Rewrite everything from the line containing "Is there any yellow" down to the line containing "[28,68,102,179]", both ends included, keeping the requests and adding 88 to every bounding-box coordinate in the answers.

□ □ □ □ □ □ □

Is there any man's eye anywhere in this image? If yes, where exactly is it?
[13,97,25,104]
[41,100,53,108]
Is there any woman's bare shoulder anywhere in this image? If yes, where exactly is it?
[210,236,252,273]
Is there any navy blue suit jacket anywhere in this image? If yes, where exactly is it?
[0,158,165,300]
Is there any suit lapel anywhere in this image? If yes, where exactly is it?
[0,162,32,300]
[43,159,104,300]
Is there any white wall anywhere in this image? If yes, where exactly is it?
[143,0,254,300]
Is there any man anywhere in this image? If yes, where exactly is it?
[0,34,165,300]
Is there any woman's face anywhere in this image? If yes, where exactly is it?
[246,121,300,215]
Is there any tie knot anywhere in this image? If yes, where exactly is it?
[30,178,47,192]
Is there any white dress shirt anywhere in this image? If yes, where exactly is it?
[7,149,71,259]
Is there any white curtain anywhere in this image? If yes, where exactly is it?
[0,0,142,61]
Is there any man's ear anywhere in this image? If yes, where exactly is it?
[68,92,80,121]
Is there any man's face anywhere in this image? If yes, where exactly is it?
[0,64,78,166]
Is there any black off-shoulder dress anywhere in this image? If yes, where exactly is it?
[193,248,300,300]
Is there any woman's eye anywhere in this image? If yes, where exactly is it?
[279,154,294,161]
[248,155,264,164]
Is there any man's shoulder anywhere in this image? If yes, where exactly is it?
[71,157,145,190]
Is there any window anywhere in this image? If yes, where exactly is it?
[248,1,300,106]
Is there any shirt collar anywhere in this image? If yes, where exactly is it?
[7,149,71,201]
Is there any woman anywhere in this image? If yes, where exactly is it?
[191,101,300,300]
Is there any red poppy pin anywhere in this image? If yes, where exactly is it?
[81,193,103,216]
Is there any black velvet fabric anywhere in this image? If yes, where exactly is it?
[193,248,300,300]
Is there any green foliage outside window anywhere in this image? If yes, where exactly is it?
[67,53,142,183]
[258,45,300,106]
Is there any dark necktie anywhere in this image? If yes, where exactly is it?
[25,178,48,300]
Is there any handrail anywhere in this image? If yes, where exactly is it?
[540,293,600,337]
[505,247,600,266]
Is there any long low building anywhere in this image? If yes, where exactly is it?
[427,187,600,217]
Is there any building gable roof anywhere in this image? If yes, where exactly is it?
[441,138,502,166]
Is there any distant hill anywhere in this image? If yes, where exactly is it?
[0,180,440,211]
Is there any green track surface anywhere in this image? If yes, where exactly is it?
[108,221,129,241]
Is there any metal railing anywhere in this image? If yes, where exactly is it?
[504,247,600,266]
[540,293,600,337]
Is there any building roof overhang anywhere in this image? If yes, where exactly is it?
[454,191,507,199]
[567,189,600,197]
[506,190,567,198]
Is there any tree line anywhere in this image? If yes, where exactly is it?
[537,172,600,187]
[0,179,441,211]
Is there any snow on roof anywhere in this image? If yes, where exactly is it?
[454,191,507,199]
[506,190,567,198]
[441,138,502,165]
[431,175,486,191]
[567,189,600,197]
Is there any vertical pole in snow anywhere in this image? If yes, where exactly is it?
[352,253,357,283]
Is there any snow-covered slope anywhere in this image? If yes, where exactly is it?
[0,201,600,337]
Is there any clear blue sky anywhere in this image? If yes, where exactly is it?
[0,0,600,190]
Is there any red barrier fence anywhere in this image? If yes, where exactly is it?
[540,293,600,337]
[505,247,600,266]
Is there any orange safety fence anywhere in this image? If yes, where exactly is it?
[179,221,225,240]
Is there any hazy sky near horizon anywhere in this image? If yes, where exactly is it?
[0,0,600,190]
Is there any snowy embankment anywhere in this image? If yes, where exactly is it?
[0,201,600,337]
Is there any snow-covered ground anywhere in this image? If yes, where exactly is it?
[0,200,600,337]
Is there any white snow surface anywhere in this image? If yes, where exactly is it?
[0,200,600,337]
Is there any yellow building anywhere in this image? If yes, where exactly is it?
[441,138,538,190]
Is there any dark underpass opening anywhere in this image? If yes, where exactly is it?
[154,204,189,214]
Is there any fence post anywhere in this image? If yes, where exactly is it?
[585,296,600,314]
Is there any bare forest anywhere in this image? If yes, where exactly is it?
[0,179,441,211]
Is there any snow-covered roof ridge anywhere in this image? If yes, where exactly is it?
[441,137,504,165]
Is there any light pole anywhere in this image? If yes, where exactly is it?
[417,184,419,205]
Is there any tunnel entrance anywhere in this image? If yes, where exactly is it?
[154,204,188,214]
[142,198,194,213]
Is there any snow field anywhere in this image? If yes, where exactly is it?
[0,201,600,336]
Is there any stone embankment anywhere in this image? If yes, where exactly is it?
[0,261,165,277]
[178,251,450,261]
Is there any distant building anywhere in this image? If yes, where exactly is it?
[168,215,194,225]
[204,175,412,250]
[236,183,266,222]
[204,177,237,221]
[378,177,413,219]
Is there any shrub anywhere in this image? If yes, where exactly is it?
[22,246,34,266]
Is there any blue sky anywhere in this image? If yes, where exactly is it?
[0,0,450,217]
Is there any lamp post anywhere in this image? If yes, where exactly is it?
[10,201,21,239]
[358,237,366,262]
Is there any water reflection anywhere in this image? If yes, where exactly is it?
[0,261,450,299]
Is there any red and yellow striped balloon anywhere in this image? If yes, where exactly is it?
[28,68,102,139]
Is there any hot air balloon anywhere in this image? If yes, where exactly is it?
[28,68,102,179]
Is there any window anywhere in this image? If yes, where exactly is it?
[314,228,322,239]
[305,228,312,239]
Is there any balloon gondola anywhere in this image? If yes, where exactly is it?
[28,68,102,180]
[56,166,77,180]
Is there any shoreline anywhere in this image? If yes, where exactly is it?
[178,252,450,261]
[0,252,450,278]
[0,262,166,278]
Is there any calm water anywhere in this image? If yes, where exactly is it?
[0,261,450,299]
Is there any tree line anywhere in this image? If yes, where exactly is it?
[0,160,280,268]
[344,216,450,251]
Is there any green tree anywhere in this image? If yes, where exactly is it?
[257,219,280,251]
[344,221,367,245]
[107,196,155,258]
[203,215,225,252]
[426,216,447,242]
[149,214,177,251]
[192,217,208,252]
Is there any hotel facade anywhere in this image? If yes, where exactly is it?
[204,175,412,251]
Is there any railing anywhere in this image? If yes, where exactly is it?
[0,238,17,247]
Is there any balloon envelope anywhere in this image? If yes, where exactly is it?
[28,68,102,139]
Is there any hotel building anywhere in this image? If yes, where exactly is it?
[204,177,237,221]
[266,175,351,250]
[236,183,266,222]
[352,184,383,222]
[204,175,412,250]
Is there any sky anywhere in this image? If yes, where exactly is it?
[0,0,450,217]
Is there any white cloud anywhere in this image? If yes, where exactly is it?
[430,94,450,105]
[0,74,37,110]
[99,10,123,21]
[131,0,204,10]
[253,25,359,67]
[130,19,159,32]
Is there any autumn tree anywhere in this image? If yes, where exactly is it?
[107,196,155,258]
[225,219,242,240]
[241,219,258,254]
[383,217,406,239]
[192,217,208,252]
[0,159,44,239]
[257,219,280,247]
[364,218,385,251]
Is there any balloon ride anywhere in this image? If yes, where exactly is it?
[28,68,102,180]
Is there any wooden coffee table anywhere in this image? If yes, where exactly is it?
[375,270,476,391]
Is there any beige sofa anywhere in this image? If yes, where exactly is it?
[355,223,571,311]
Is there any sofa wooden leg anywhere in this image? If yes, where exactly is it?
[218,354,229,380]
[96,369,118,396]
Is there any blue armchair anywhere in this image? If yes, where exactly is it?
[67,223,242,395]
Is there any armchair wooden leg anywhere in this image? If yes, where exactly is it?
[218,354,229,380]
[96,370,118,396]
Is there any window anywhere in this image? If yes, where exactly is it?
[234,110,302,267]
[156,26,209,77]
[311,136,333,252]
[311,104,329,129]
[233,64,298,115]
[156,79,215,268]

□ □ □ □ □ □ □

Result:
Is there any yellow building anywhere in this image? If yes, where exactly is it?
[529,226,626,278]
Is there any dark underpass opening anywhere in this image? If yes, where exactly is it?
[242,292,277,302]
Is there any fence post anywhere in this image? If yes, where exactly is it?
[673,384,688,402]
Is there any bare forest anywhere in this image? If yes, where exactly is it?
[88,267,529,299]
Is there any snow-covered roof ridge anywhere in this image? If yes, where exactly is it?
[529,225,592,253]
Is there any light pole anywhere in this image? If yes, where exactly is it?
[505,272,507,293]
Is there any tunnel entrance anywhere in this image? If yes, where exactly is it?
[242,292,276,302]
[230,286,282,301]
Is there any snow field anywhere in this image? If yes, where exactly is it?
[88,289,688,424]
Is there any stone embankment anywhere in this image? If yes, where exactly is it?
[88,349,253,365]
[266,339,538,349]
Is there any distant building anywhere in this image? If yes, where exactly is it?
[256,303,282,313]
[292,263,500,338]
[324,271,354,310]
[292,265,325,309]
[466,265,501,307]
Is there any shrub anywhere in this image? If yes, where exactly is it?
[110,334,122,354]
Is there any blue sky anywhere in this image? If yes, where exactly is it?
[88,88,538,305]
Is there any lamp post anywhere in this image? If yes, where exactly is it?
[98,289,109,327]
[446,325,454,350]
Is there any water reflection anywhere in this image? If yes, where exactly is it?
[88,349,538,387]
Is there any red and yellow striped balloon anywhere in this image? If yes, where exactly is it?
[116,156,190,227]
Is there any hot air balloon anywhere in this image? If yes, where exactly is it?
[116,156,190,267]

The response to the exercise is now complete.